▶ _Source text_:

An Introduction To Jamaican Culture & Jamaican Traditions

The Caribbean island of Jamaica is known for its colourful culture and long list of traditions. Whether you’re booking a last-minute holiday or looking far into the future, it's time to add Jamaica to your list and experience Jamaican culture for yourself.

And if your trips already booked, you’ll definitely want to read up on Jamaican culture, from the music that makes the perfect beach playlist, to the **food **that you’ll love sampling while you’re there, like jerk chicken and other Caribbean recipes.

In Jamaica, there’s a rich culture waiting to be explored, and endless Jamaican traditions so check out our guide to the best things about Jamaican culture to ensure you don’t miss a thing!

Top elements of Jamaican culture

1. The language of Jamaica

When it comes to discovering facts about Jamaican culture, language is the first thing you might ask about.

▶ _Goal A_: According to the Jamaican culture guide, what is the first thing you might ask about when discovering facts about Jamaican culture?
▶ _Goal B_: Please say whether each statement agrees with the Jamaican culture guide: (i) Jamaica is described as an island in the Caribbean. (ii) Jerk chicken is named as a food to sample. (iii) The guide is meant only for readers who have already booked a trip.

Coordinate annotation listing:

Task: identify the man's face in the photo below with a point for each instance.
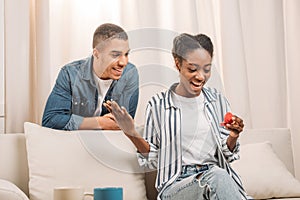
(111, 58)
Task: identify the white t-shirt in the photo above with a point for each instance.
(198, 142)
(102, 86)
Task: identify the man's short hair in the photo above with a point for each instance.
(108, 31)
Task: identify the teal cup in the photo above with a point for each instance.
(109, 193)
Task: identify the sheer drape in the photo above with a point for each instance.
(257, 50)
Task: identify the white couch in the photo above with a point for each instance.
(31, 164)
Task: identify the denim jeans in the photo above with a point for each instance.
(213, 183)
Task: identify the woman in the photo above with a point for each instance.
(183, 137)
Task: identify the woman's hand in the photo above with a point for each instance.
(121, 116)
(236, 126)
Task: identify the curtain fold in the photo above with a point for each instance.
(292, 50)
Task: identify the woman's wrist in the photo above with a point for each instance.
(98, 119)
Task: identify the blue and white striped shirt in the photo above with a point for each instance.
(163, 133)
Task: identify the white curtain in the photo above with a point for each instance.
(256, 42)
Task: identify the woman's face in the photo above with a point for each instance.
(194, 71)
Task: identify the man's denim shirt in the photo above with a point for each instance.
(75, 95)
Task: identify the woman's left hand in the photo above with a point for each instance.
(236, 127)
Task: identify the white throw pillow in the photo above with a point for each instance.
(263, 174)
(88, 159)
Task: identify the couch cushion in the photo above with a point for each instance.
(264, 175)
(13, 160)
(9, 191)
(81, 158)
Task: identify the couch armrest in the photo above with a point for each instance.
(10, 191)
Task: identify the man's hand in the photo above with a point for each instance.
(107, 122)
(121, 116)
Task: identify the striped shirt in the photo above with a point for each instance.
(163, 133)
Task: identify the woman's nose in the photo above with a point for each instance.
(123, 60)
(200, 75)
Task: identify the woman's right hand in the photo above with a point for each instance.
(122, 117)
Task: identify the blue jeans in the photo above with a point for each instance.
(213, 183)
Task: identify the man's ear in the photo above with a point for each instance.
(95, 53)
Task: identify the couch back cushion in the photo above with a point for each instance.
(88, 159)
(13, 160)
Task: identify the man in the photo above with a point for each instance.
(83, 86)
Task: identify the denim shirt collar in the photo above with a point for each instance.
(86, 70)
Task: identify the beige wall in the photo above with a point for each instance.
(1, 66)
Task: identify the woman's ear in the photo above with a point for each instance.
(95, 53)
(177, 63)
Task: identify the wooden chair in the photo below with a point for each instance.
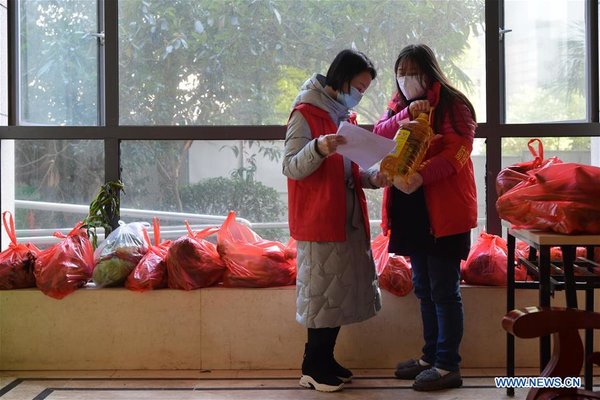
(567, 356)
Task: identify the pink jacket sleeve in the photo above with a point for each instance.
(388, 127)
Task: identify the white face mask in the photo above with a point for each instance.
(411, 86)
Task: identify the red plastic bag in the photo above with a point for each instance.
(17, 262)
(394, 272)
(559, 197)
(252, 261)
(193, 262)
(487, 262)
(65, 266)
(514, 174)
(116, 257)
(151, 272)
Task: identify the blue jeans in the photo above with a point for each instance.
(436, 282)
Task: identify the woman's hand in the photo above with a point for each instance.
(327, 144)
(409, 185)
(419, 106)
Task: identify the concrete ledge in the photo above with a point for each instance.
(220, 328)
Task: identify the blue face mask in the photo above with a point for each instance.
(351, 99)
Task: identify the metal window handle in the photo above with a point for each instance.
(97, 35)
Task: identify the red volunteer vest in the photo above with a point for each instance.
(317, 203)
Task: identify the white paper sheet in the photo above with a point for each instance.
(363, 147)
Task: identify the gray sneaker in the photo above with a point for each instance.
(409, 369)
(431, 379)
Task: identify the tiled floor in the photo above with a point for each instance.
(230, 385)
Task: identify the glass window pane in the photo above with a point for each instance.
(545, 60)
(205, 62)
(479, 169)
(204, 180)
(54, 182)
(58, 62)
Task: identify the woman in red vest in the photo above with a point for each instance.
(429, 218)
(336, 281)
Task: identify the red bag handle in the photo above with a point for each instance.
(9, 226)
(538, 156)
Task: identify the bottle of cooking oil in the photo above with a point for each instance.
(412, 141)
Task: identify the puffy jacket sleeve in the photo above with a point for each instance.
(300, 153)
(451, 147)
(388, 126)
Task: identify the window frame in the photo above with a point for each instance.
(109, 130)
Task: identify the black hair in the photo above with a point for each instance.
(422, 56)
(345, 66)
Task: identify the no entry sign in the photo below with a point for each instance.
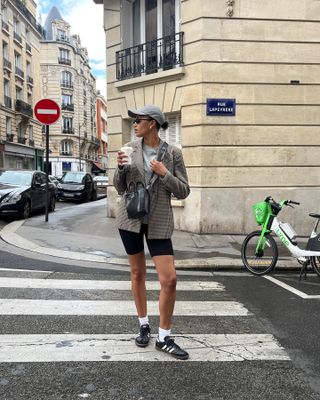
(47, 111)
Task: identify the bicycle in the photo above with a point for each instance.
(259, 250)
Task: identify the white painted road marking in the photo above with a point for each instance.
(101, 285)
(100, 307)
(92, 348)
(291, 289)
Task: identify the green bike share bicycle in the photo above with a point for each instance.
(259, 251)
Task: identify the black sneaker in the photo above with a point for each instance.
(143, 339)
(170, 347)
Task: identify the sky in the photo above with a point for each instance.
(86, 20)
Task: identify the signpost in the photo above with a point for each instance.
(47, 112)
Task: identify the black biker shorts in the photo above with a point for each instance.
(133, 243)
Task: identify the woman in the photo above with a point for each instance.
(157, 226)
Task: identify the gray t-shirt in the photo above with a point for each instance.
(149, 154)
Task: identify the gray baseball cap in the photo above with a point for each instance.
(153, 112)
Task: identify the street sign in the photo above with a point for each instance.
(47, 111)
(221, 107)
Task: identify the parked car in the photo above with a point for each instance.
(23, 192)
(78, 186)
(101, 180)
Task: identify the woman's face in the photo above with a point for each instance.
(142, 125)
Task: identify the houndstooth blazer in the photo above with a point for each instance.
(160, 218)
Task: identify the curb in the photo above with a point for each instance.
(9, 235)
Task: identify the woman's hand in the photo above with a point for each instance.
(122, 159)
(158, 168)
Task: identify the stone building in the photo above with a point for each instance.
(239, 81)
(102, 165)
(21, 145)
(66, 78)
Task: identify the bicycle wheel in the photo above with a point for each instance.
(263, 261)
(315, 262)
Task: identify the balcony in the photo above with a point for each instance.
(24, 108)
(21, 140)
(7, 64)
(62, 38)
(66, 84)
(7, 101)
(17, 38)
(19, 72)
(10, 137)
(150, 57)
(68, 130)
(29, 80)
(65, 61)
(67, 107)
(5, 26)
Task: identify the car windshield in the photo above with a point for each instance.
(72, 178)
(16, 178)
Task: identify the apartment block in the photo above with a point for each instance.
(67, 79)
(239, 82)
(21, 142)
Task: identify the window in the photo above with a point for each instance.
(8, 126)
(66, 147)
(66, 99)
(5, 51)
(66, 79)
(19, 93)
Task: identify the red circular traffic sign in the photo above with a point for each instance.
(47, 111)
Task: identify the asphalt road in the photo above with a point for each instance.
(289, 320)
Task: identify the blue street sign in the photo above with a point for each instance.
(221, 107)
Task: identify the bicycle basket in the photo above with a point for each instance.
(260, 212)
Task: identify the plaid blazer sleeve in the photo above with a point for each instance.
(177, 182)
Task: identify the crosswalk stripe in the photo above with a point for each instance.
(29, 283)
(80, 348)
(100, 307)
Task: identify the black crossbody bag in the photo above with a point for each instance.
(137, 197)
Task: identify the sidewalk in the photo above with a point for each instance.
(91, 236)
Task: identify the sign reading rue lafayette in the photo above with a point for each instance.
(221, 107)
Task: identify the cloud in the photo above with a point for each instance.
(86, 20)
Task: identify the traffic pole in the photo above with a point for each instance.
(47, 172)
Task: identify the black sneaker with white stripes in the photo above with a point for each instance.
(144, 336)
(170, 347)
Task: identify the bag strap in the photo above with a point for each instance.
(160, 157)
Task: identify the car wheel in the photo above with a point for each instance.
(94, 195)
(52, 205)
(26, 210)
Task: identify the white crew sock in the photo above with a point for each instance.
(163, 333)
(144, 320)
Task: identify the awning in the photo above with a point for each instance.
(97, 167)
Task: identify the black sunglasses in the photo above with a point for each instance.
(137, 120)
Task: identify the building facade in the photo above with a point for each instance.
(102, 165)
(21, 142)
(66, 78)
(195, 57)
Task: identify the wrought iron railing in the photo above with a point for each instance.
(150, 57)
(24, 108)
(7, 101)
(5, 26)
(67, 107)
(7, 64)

▶ _Response A_: Language

▶ _Response B_:
(i) Yes: "The Caribbean island of Jamaica"
(ii) Yes: "like jerk chicken and other Caribbean recipes"
(iii) No: "Whether you’re booking a last-minute holiday or looking far into the future"